[Opening EXERCISE MATERIAL section]

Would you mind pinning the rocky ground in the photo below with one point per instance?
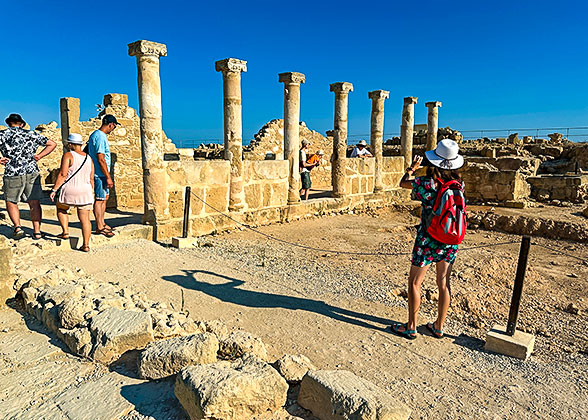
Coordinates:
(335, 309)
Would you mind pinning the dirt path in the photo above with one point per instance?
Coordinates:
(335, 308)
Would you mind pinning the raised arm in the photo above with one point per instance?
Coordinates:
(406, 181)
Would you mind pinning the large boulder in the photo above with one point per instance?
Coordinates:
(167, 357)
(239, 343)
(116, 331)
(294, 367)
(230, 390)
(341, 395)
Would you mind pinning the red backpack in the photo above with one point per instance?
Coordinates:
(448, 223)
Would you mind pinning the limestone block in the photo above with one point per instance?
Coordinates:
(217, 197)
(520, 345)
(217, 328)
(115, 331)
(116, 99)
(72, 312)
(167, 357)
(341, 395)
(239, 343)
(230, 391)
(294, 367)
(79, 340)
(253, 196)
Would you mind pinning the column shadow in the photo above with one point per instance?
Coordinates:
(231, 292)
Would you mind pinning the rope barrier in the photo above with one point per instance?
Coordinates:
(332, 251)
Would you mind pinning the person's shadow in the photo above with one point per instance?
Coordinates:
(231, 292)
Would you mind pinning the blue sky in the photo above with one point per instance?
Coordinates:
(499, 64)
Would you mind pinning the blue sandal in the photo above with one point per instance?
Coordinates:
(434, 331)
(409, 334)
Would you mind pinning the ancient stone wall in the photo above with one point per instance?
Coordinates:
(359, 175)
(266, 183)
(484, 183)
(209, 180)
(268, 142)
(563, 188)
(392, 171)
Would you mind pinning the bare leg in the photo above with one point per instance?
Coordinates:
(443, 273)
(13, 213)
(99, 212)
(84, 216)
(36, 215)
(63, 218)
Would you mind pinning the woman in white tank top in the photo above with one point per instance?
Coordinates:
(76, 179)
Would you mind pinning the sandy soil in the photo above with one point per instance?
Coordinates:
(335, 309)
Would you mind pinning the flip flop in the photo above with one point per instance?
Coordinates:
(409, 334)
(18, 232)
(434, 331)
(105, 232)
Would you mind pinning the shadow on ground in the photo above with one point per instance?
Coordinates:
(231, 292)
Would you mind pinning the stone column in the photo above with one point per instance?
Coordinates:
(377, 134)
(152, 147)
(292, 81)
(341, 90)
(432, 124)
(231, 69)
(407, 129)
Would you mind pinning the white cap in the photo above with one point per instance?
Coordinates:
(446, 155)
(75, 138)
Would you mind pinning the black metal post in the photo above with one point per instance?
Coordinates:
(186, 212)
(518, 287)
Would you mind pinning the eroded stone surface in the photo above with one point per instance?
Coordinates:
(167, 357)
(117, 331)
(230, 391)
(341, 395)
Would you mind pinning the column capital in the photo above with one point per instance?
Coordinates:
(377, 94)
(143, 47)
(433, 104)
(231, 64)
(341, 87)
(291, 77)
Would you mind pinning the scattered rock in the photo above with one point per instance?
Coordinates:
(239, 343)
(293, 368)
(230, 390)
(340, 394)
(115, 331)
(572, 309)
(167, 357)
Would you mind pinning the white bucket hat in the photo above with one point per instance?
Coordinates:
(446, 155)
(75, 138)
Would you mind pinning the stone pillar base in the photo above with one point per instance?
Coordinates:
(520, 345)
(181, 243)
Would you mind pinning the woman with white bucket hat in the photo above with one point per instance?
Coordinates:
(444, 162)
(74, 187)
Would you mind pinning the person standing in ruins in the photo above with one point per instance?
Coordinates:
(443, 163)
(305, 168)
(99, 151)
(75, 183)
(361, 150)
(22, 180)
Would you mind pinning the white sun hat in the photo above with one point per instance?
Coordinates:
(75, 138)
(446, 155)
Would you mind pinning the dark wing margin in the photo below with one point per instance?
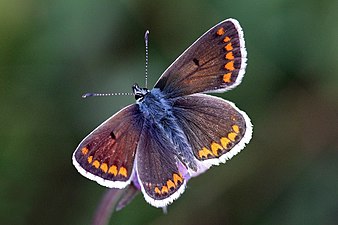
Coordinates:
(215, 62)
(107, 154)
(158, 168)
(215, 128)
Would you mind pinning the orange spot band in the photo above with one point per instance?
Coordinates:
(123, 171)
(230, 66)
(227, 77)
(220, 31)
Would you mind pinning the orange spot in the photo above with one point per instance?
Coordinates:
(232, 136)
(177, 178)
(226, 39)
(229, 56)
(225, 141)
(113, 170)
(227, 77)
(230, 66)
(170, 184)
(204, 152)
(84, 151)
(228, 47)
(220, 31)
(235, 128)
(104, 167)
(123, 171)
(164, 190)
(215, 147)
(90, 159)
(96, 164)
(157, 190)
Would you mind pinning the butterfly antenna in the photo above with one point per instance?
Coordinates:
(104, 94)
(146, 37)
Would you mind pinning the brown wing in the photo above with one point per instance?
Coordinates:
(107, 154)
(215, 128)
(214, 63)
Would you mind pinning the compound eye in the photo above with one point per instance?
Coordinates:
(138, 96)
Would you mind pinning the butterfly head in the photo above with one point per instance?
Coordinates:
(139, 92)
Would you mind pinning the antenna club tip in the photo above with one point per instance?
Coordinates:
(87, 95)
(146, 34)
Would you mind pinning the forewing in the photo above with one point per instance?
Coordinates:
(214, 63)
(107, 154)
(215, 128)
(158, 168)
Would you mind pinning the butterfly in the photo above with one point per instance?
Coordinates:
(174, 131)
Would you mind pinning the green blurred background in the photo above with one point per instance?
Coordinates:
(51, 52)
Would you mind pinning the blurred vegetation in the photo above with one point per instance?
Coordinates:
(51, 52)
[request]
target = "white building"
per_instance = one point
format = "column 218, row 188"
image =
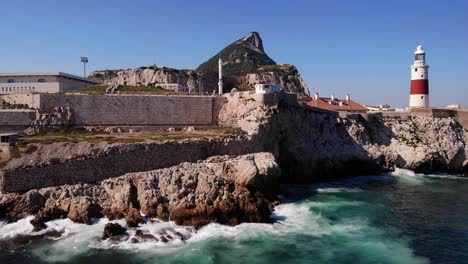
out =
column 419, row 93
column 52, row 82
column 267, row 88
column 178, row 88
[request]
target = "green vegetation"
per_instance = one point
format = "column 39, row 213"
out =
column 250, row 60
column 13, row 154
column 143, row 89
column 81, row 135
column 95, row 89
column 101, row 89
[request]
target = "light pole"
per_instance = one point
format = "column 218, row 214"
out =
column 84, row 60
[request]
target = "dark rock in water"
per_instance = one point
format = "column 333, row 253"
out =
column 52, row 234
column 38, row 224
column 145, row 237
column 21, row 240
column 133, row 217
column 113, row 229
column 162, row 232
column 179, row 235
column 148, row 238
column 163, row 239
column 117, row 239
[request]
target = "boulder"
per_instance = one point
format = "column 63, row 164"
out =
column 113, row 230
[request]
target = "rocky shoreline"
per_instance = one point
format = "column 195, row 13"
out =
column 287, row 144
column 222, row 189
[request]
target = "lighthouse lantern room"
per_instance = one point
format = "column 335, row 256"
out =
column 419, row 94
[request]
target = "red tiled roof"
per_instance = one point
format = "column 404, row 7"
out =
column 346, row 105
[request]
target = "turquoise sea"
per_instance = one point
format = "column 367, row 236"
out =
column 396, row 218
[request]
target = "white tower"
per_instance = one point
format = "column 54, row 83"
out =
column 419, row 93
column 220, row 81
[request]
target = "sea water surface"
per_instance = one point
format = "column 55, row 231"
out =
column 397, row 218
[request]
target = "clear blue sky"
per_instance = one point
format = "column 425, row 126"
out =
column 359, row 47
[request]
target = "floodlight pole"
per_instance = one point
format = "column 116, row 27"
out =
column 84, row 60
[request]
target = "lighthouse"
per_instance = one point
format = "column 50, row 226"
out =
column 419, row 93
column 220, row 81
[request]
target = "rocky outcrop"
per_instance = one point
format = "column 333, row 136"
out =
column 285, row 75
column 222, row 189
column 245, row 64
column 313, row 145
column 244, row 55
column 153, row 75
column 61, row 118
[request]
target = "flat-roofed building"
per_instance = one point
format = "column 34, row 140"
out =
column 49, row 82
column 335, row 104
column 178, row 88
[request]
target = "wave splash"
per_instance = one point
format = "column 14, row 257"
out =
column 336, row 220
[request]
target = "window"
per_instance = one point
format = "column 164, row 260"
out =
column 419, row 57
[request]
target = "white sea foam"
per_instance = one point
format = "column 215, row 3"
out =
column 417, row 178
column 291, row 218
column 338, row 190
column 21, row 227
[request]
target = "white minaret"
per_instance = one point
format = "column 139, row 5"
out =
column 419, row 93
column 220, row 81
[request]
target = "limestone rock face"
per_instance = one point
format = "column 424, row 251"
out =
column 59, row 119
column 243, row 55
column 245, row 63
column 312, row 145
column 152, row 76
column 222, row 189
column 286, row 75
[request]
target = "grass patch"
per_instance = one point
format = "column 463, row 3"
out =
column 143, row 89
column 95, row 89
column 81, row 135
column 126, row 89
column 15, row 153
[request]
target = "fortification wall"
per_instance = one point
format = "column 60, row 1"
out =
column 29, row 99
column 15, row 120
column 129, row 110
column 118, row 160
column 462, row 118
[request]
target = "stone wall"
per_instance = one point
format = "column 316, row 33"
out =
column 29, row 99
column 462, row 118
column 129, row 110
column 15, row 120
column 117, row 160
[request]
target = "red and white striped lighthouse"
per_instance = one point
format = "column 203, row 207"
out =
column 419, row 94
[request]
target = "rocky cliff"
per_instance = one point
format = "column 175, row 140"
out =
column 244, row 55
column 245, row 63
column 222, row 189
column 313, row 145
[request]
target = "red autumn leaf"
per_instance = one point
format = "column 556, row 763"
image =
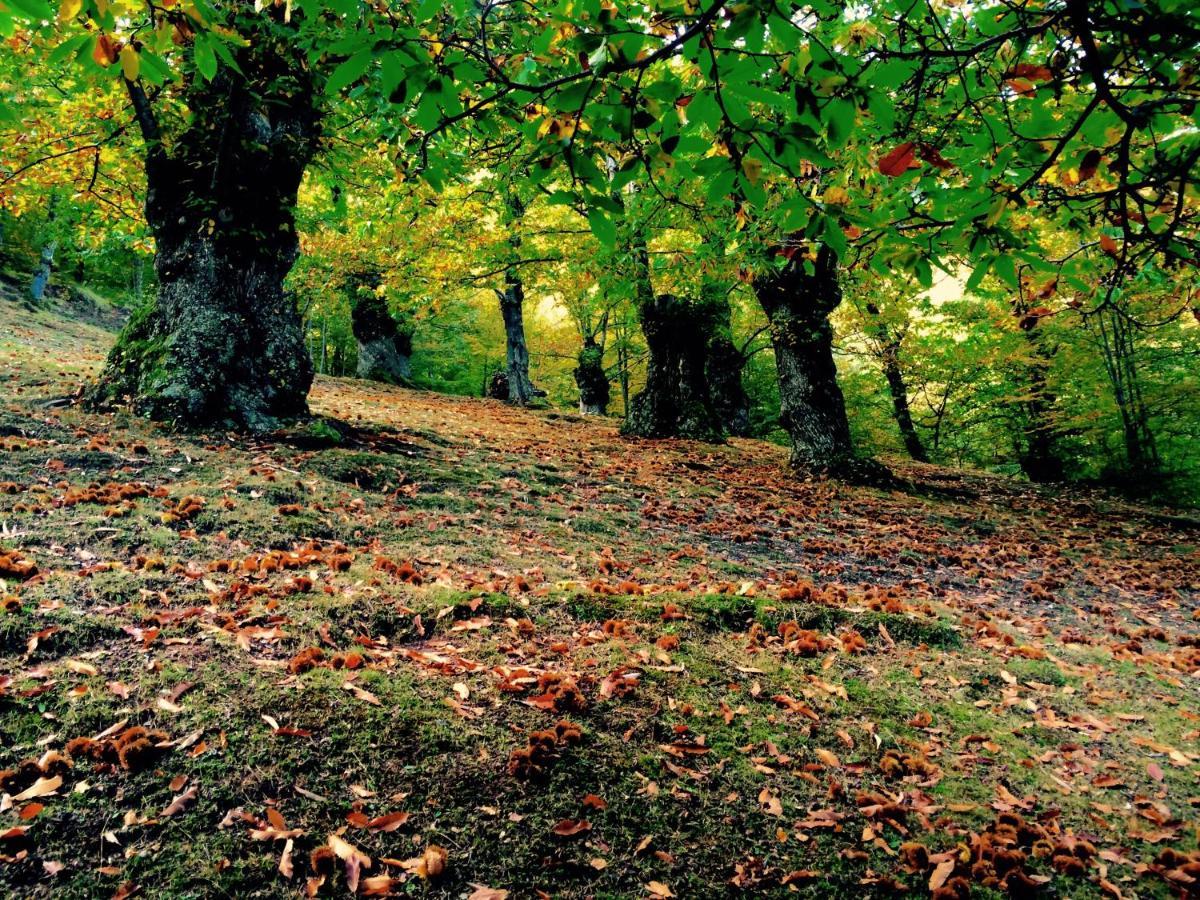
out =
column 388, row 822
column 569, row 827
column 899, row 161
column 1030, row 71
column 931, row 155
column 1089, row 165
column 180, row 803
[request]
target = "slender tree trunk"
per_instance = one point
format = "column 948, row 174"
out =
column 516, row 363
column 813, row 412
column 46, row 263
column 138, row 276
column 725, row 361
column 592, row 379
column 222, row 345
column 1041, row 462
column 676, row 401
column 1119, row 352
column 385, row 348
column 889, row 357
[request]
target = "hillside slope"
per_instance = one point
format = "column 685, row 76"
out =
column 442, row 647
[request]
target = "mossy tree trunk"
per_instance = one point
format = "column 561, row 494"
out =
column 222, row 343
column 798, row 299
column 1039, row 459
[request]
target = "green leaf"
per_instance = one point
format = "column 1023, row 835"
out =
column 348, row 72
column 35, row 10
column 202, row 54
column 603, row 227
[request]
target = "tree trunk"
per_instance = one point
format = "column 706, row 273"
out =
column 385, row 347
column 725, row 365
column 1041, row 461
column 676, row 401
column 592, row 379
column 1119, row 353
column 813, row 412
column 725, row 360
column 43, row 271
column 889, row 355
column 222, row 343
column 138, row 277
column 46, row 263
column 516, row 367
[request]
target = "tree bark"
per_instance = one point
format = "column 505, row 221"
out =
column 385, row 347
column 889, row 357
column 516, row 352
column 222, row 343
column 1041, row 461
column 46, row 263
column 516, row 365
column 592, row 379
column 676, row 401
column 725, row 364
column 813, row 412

[Closing EXERCISE MATERIAL section]

## WORK ORDER
For the word "blurred", state how many lines of the entries contain it, with nothing else.

## SOLUTION TO THE EXERCISE
2